(EXERCISE BRIEF):
Swap "negative clicks" for "excluded points" in the lines starting at the one containing "112L328 130L342 127L344" and ending at the one containing "box: [410, 286, 432, 312]", and return only those lines with nothing else altered.

⁂

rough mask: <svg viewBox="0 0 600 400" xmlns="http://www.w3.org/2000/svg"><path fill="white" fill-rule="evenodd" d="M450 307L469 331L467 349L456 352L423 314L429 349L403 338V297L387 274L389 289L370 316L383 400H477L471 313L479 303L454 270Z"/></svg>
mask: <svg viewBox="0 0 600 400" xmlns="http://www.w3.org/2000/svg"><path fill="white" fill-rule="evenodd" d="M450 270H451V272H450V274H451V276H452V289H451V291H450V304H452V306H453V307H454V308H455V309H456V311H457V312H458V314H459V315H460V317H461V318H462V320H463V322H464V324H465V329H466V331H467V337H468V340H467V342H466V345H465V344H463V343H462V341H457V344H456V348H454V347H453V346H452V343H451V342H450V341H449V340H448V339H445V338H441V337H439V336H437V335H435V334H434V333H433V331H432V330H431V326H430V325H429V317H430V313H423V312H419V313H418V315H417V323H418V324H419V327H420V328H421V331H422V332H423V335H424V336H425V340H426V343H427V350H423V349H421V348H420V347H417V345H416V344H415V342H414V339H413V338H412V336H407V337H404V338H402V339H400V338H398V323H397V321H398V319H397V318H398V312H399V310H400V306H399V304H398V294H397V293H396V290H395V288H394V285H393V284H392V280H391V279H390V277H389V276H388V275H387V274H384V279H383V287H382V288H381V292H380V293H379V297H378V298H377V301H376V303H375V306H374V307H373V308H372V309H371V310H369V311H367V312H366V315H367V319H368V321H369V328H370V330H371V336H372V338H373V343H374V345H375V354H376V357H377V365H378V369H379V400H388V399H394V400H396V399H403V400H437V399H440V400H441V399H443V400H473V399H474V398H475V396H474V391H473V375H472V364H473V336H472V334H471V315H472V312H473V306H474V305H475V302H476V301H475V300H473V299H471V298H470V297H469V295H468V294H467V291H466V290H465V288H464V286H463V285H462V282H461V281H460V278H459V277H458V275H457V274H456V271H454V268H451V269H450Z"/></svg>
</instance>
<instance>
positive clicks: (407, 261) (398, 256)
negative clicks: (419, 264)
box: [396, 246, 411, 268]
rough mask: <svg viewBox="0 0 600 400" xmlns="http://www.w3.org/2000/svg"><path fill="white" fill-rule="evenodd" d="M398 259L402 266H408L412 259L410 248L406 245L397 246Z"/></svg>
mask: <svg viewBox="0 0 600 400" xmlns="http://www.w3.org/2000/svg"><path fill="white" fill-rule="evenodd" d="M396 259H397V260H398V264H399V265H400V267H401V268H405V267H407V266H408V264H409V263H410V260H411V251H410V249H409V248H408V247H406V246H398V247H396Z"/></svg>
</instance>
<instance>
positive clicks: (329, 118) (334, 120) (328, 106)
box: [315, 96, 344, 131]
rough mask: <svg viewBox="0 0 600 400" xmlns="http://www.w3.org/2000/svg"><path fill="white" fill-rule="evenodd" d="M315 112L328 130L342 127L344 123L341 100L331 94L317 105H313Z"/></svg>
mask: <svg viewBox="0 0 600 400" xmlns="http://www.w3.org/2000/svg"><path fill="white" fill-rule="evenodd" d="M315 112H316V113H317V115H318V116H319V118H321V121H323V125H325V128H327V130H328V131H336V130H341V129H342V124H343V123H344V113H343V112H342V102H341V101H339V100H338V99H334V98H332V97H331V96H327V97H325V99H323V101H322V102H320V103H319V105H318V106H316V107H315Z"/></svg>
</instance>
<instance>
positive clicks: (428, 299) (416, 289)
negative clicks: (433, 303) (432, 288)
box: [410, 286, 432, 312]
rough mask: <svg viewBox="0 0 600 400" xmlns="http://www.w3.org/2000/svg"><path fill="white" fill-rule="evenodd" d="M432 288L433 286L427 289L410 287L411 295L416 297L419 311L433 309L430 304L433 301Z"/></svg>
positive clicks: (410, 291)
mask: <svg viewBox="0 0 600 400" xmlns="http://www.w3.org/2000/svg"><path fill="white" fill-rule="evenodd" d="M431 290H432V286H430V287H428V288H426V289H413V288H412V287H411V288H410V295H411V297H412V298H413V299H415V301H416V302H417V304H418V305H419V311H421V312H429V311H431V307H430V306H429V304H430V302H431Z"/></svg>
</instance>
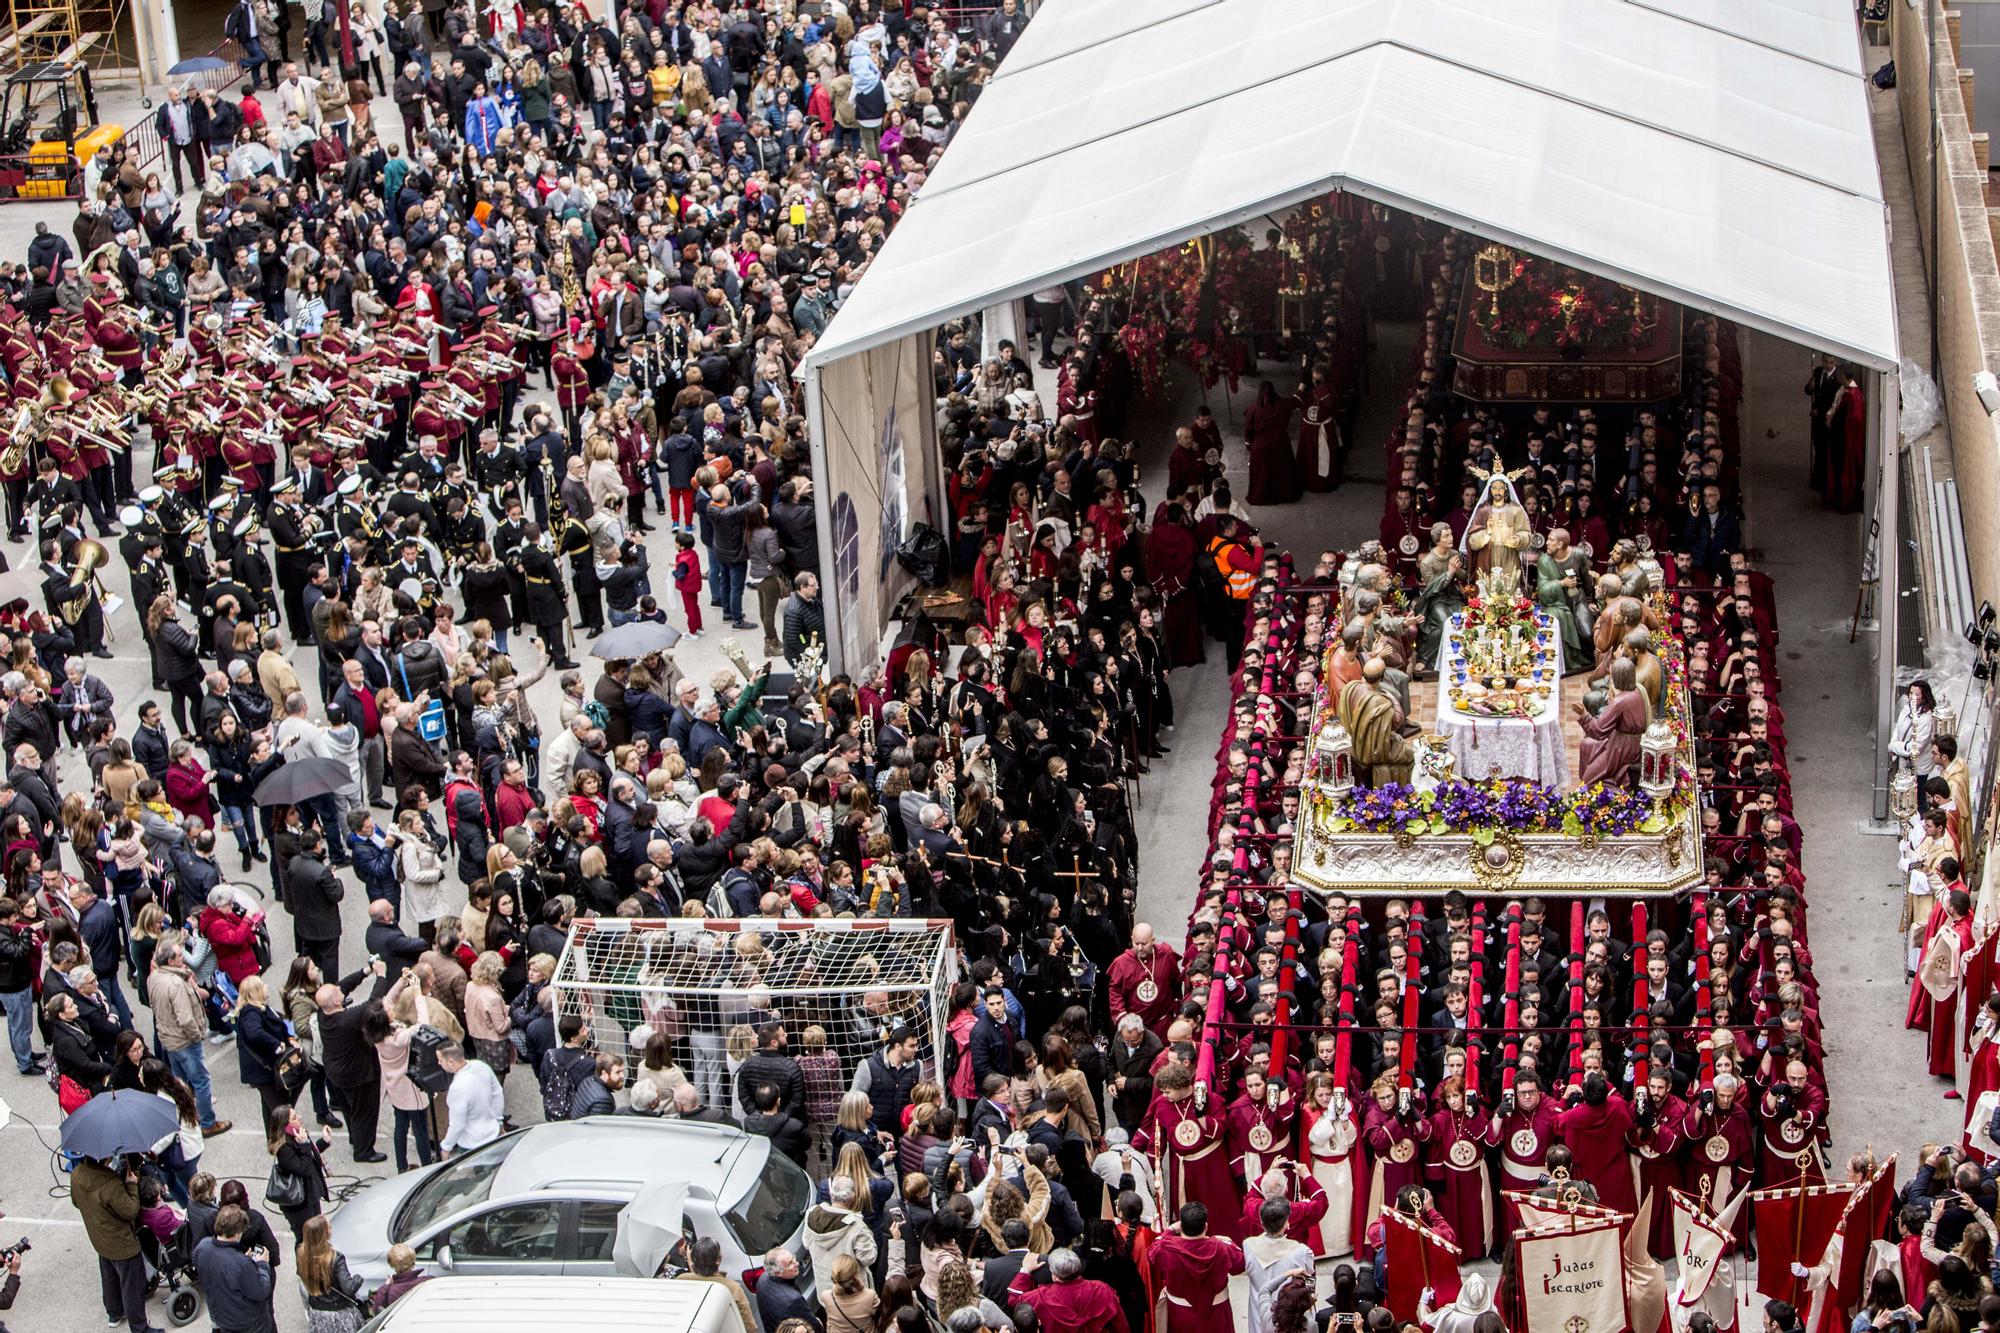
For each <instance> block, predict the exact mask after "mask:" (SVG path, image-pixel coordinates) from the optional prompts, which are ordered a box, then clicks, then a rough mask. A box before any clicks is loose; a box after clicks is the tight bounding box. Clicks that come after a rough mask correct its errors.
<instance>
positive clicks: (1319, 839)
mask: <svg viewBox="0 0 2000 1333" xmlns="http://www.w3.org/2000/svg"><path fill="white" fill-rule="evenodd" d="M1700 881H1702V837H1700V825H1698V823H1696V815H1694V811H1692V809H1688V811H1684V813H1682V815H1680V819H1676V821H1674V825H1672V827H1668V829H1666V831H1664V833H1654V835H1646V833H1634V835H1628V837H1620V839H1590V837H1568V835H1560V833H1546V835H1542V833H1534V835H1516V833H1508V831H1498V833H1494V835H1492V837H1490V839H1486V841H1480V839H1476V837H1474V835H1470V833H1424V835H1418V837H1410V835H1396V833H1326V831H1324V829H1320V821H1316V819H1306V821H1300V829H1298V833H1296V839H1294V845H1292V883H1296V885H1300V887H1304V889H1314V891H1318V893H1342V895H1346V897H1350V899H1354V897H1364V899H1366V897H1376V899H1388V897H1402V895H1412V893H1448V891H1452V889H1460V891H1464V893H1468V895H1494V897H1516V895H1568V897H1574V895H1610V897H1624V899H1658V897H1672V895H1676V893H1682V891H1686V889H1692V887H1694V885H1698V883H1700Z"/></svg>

⁂

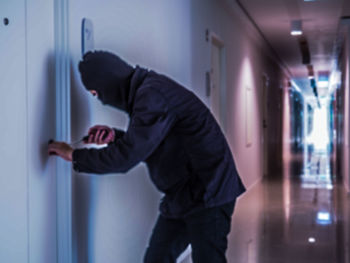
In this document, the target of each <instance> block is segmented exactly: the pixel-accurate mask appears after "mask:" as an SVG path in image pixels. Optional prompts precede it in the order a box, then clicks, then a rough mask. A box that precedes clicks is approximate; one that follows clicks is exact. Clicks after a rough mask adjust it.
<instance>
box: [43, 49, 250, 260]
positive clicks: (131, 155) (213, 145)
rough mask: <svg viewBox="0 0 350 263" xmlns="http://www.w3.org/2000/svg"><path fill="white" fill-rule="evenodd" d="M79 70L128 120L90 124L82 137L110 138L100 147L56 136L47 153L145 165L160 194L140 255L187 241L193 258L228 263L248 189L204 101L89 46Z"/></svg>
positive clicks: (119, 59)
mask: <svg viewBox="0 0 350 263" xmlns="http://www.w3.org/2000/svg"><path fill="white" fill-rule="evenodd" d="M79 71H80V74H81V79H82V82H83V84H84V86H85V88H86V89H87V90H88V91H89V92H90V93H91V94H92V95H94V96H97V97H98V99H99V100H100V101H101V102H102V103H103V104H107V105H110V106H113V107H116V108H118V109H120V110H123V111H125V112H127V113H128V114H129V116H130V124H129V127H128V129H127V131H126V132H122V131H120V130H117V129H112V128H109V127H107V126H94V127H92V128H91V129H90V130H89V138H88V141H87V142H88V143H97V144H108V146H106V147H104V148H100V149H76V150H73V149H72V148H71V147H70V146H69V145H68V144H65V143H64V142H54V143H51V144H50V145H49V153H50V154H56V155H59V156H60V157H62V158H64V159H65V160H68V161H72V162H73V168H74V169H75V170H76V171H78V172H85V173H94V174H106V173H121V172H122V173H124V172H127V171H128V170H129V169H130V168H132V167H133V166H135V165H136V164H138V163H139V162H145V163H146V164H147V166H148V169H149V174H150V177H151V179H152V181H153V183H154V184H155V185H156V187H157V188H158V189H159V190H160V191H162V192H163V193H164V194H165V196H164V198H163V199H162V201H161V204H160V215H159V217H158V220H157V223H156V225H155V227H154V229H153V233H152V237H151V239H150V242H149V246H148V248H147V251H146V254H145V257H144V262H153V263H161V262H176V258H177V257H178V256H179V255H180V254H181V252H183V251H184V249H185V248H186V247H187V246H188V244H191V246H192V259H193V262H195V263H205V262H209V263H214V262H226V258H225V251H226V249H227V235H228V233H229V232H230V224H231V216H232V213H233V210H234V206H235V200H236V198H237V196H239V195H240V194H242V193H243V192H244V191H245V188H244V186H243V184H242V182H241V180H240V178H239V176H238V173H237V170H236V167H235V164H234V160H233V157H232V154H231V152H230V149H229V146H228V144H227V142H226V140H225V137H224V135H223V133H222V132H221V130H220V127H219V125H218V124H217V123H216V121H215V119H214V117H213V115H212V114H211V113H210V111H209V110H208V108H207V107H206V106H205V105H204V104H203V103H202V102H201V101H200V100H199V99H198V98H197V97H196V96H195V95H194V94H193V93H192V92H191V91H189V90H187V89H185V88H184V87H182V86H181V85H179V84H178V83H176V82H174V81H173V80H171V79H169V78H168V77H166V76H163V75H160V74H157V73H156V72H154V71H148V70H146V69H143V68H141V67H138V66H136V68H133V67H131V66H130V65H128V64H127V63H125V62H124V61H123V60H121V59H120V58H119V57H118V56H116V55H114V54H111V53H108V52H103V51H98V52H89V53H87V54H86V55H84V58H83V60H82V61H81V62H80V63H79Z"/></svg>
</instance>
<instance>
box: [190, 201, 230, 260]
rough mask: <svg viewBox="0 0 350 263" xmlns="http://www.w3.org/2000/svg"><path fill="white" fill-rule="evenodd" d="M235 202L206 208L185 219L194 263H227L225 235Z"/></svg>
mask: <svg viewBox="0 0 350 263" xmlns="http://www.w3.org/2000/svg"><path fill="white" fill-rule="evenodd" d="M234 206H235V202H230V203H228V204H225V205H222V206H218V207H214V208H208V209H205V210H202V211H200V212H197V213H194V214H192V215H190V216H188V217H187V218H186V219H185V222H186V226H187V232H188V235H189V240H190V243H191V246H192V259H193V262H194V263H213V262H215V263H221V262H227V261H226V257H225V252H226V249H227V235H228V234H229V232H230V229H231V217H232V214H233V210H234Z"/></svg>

⁂

(RESPONSE):
rough mask: <svg viewBox="0 0 600 400" xmlns="http://www.w3.org/2000/svg"><path fill="white" fill-rule="evenodd" d="M315 112L328 130L342 127L344 123L341 100L331 94L317 105H313Z"/></svg>
mask: <svg viewBox="0 0 600 400" xmlns="http://www.w3.org/2000/svg"><path fill="white" fill-rule="evenodd" d="M315 112H316V113H317V115H318V116H319V118H321V121H323V125H325V128H327V130H328V131H336V130H341V129H342V124H343V123H344V113H343V112H342V102H341V101H339V100H338V99H334V98H332V97H331V96H327V97H325V99H323V101H322V102H320V103H319V105H318V106H316V107H315Z"/></svg>
</instance>
<instance>
positive clicks: (428, 299) (416, 289)
excluded points: (433, 303) (432, 288)
box: [410, 286, 432, 312]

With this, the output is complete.